Passage to read >>

# Chugging through the bar...pun intended!!!



## Jeffnscale (Dec 10, 2015)

Just a few pictures of my layout in my bar. Hope you like it. There's a YouTube video as well if you're interested.
https://youtu.be/3ueW-t84PDE
Thanks for taking a look!!


----------



## Mattsn (Nov 22, 2015)

Great idea for a bar top. Love it


----------



## DennyM (Jan 3, 2016)

Nice layout.


----------



## Franco (Feb 6, 2011)

Very cool! Is that glass or plexi? How thick?


----------



## callmeIshmael2 (May 28, 2012)

*We're all here for the beer!*

The rule here in Canada is: You can't drink too many Molson's Canadian and actually come up with such a great little layout...


----------



## highvoltage (Apr 6, 2014)

Franco said:


> Very cool! Is that glass or plexi? How thick?


From another thread where he talked about his video:

http://www.modeltrainforum.com/showpost.php?p=796410&postcount=10


----------



## Jeffnscale (Dec 10, 2015)

Ahh but you can my friend.... You can!!!!


----------



## 2869ral (Dec 15, 2015)

Very nice! What an awesome idea. You did a great job. :appl:


----------

Given entries >>
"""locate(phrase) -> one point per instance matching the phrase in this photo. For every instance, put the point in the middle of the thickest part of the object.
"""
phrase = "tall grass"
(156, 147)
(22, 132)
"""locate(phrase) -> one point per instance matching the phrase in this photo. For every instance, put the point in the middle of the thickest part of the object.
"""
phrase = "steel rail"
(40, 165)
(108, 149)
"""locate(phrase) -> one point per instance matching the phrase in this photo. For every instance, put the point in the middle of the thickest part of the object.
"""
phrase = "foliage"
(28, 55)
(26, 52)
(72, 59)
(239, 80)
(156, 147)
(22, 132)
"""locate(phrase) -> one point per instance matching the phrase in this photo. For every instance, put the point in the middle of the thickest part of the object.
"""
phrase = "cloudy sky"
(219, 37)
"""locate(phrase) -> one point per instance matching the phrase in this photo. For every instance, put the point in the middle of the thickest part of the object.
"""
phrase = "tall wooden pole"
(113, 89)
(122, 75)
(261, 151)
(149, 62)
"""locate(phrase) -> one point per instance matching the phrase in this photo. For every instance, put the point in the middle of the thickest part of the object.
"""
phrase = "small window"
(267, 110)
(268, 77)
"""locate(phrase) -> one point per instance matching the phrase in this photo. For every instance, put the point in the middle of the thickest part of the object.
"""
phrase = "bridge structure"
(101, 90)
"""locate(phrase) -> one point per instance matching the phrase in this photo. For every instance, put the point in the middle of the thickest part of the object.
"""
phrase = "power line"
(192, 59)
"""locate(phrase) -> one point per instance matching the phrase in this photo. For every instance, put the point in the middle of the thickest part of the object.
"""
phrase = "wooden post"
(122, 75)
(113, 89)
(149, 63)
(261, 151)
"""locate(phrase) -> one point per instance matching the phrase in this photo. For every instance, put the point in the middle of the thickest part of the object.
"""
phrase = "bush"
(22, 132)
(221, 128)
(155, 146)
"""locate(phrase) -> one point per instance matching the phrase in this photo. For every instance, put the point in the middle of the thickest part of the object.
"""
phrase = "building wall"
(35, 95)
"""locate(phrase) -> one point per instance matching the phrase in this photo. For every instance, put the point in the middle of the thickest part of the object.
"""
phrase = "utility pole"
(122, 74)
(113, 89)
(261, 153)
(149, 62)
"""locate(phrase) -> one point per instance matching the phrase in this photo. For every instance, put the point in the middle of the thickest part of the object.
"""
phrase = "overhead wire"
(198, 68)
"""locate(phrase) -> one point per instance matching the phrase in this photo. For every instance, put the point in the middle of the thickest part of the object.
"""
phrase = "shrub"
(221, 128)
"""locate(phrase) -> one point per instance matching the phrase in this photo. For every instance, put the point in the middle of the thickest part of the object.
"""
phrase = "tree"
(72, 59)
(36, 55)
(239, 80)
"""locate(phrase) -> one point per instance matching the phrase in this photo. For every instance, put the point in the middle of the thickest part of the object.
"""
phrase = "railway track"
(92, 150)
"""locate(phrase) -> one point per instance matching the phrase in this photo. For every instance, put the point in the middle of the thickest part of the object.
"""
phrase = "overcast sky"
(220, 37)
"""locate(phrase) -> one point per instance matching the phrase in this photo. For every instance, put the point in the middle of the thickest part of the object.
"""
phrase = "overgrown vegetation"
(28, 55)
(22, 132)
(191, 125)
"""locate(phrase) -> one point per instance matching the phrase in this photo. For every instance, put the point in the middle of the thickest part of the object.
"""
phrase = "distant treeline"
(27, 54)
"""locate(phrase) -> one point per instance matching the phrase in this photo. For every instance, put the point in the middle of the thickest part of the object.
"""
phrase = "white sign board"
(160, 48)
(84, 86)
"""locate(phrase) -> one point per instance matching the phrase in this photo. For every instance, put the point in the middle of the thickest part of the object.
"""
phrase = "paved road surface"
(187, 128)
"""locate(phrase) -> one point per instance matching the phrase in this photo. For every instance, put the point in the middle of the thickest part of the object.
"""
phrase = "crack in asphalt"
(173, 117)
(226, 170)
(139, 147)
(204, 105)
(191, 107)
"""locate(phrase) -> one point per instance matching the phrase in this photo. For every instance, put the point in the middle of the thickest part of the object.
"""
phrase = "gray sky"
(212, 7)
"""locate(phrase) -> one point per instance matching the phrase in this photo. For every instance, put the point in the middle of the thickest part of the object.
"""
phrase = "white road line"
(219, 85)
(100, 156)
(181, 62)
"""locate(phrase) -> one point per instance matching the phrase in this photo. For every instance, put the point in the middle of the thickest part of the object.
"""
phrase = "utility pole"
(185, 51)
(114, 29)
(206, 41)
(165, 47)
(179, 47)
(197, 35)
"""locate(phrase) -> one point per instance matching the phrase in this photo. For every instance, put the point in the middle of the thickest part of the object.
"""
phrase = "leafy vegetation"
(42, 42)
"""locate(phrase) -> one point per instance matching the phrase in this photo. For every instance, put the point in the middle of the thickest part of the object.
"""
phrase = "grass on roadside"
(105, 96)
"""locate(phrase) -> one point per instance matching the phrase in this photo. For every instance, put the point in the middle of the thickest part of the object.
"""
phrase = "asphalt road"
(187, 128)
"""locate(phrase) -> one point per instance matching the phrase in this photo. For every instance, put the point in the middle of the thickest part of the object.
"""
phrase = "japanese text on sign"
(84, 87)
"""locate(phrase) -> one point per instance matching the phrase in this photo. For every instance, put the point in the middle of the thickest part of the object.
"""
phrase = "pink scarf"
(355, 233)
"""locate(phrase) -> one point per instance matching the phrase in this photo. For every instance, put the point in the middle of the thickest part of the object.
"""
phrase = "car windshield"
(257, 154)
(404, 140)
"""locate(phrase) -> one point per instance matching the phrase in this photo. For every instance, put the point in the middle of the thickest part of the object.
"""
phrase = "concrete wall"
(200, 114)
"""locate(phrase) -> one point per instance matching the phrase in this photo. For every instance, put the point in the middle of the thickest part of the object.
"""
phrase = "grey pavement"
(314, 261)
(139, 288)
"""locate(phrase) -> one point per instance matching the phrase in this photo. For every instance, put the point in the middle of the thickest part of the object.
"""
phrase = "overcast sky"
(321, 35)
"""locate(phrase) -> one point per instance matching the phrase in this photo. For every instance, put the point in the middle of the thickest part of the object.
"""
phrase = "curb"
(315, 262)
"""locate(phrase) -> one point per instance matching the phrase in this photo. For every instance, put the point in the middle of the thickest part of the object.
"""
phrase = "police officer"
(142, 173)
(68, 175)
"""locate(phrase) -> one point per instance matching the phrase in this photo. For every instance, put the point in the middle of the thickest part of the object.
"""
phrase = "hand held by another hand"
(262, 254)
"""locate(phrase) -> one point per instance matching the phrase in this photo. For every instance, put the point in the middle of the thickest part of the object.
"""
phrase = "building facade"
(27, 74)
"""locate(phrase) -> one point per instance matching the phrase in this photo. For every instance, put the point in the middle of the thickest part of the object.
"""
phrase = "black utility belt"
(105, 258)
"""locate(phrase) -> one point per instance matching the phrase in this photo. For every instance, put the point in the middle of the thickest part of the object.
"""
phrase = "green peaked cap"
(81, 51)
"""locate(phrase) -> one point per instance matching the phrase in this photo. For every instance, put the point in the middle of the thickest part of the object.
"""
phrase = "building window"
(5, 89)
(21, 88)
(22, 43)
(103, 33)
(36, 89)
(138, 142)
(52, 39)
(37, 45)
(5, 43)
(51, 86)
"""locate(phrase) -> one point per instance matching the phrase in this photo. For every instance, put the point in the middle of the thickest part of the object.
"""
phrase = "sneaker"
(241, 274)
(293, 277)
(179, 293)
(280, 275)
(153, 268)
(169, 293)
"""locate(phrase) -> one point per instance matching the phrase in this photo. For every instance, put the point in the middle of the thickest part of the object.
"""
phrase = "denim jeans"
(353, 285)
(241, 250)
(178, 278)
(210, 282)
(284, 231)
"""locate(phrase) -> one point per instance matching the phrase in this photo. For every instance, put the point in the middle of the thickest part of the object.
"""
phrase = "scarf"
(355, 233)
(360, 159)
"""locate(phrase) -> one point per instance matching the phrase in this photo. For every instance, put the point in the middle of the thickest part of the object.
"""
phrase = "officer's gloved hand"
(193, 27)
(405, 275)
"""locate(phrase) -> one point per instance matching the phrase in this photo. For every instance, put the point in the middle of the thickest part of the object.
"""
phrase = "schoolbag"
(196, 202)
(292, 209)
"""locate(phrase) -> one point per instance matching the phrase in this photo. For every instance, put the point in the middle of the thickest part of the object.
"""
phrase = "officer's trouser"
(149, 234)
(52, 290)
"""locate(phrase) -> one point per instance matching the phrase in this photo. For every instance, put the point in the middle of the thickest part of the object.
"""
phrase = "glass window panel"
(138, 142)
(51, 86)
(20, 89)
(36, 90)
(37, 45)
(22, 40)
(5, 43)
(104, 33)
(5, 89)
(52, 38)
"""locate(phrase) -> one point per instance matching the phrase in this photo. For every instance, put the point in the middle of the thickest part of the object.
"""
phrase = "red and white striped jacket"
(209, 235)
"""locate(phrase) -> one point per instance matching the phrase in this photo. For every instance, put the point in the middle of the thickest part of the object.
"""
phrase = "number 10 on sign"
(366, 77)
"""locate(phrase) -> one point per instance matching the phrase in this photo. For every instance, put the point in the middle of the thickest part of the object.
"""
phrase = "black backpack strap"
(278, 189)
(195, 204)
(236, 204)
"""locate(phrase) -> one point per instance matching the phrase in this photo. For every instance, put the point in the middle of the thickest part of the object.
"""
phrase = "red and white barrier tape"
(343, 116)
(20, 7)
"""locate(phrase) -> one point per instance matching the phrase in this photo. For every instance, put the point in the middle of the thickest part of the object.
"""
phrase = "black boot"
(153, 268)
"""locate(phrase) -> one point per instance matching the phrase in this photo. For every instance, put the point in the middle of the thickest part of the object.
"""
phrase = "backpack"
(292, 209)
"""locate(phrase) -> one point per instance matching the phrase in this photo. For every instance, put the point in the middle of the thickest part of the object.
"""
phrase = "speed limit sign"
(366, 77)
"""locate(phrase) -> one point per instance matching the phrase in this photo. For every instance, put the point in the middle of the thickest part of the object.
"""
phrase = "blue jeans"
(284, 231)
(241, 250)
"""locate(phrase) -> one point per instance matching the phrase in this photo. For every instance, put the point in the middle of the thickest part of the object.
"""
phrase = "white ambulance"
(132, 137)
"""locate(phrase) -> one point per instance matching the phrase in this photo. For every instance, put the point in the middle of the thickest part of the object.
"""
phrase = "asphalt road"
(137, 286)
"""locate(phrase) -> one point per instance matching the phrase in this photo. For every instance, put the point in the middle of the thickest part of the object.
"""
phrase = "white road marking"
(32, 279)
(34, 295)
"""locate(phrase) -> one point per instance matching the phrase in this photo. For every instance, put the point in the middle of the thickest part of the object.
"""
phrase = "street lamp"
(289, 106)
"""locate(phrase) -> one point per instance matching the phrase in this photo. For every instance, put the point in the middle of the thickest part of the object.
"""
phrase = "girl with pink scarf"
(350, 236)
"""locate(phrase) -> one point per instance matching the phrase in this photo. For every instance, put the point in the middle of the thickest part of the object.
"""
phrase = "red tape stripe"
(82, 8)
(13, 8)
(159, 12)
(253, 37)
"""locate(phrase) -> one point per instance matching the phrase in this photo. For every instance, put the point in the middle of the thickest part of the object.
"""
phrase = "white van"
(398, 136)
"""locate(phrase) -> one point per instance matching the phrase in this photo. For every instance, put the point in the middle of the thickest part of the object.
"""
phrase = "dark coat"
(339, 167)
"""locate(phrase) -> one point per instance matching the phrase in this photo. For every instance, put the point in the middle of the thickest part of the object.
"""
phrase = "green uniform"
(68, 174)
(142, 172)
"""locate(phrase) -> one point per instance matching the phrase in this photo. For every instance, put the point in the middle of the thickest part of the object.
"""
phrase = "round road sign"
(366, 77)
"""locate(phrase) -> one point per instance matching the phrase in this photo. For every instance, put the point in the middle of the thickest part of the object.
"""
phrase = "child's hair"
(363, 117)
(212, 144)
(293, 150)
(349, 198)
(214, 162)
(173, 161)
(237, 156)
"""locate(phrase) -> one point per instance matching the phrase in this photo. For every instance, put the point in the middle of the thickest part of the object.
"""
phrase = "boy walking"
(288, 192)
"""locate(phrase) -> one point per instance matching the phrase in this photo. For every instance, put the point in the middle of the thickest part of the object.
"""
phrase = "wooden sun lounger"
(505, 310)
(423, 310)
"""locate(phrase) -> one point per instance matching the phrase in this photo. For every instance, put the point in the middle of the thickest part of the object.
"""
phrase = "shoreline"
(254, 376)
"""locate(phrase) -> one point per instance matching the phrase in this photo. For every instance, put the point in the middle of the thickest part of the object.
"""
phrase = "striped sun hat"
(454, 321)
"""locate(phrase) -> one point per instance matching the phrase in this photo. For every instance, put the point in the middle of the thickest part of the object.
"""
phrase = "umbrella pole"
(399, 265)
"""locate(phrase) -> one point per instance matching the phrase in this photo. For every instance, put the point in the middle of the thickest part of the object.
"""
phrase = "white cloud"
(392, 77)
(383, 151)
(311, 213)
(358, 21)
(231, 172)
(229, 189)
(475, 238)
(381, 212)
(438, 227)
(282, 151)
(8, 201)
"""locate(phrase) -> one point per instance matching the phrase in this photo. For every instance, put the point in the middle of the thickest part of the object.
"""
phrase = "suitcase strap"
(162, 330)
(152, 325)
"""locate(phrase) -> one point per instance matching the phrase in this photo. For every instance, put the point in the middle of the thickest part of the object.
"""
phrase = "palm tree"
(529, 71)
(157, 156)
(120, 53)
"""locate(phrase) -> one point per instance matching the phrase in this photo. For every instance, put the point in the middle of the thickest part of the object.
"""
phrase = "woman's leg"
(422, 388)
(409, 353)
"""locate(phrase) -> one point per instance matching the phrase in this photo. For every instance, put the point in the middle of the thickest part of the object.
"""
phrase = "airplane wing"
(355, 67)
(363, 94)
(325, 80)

What you need to do >>
a: In the bar layout thread, which beer does callmeIshmael2 name?
b: Transcribe the part of the bar layout thread between "## callmeIshmael2 (May" and "(Apr 6, 2014)", inclusive.
The listing has nothing to do with the bar layout thread.

Answers provided >>
a: Molson's Canadian.

b:
## callmeIshmael2 (May 28, 2012)

*We're all here for the beer!*

The rule here in Canada is: You can't drink too many Molson's Canadian and actually come up with such a great little layout...


----------



## highvoltage (Apr 6, 2014)